**Your task**
Please convert the records below into a Markdown table with a row number and the line, leaving out blank lines. Name the two columns No. and Text.

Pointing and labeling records
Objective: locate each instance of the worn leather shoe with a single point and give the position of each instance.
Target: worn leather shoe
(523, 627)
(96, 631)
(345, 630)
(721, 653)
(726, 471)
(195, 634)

**Completed exercise**
| No. | Text |
|---|---|
| 1 | Objective: locate each instance of the worn leather shoe with a single point and give the position of each instance. |
| 2 | Target: worn leather shoe |
| 3 | (523, 627) |
| 4 | (96, 631) |
| 5 | (345, 630) |
| 6 | (721, 653) |
| 7 | (726, 471) |
| 8 | (195, 634) |